* Exercise description: Report only the number of lines in the following entries where the word "instance" occurs.
---- Material provided
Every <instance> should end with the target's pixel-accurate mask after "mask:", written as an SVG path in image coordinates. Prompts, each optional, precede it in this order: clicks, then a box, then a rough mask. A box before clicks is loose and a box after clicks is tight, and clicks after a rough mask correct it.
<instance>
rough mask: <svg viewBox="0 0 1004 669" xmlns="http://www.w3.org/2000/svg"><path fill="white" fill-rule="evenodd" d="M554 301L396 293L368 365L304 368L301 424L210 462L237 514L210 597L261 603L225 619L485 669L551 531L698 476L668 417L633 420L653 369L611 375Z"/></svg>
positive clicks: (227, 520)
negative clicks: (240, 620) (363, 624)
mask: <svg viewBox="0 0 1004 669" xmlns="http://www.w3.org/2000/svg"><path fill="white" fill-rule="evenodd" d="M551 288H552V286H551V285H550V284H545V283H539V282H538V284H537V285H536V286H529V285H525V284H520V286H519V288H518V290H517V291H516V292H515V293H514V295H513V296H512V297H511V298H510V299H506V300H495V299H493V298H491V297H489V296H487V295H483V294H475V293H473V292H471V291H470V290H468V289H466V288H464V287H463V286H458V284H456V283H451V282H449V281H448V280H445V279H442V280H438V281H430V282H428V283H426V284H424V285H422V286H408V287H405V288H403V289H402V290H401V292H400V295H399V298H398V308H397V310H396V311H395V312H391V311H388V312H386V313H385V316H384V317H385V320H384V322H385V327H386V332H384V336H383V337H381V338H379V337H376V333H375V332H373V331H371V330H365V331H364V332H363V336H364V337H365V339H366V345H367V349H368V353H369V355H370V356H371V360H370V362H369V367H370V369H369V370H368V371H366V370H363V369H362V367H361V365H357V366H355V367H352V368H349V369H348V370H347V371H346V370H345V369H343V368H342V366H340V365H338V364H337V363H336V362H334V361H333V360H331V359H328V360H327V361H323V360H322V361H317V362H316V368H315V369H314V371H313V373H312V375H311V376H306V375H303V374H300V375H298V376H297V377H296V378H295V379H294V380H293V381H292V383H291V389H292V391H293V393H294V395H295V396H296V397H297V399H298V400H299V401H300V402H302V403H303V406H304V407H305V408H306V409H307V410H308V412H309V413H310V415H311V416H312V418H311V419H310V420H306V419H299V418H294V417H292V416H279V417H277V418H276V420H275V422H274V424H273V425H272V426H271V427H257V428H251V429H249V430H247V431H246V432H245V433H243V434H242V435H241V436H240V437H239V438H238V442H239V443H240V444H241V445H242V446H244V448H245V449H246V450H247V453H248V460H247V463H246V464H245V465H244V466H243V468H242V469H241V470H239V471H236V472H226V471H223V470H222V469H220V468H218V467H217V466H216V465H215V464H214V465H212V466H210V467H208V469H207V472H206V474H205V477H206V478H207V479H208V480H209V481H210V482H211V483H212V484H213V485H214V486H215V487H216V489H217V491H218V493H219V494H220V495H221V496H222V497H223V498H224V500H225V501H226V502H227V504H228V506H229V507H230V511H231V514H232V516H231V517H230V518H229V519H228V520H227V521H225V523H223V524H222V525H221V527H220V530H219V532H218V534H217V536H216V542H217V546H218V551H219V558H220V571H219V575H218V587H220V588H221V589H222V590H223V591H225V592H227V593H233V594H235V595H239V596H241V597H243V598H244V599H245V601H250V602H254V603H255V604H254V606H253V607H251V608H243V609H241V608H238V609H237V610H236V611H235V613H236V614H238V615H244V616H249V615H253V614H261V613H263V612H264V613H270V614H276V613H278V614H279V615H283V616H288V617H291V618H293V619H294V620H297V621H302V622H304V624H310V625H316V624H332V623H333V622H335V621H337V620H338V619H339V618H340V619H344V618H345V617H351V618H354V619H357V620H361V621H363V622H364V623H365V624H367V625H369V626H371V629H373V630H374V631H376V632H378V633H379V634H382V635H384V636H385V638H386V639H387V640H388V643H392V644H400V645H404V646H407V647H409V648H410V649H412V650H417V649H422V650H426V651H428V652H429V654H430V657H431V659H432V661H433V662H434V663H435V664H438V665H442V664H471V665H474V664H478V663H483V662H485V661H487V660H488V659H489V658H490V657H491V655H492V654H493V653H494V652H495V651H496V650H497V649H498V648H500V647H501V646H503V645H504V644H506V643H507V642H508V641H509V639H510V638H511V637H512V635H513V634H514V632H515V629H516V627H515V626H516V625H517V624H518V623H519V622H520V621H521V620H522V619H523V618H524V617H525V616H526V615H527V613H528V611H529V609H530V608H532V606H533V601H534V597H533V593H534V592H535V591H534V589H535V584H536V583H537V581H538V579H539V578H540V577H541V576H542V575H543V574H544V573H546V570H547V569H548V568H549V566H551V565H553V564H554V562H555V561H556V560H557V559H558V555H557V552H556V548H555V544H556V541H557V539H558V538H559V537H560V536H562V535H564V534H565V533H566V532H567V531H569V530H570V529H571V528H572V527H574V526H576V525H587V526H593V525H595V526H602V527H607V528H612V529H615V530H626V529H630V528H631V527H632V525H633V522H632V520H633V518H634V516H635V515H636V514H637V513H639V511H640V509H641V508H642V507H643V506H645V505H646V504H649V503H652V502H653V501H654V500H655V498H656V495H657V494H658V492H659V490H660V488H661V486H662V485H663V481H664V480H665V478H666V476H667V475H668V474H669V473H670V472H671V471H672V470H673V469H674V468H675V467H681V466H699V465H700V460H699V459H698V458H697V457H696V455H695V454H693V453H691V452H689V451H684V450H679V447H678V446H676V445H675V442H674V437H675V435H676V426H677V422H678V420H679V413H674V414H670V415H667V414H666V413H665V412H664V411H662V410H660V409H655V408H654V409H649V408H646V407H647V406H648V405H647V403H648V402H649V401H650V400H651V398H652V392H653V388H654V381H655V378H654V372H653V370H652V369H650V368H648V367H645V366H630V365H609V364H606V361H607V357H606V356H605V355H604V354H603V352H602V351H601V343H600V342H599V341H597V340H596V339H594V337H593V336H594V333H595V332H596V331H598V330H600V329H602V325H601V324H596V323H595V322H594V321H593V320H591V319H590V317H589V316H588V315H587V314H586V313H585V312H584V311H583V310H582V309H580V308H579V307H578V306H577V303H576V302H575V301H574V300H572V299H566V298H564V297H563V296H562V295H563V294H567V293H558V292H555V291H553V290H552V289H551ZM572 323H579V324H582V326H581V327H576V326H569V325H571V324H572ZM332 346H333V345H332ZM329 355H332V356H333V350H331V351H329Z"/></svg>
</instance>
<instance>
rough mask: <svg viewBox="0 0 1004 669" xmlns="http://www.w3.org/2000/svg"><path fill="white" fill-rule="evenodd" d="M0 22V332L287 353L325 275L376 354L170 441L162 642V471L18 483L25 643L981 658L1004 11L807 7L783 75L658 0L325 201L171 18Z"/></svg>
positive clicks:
--------
* Exercise solution: 4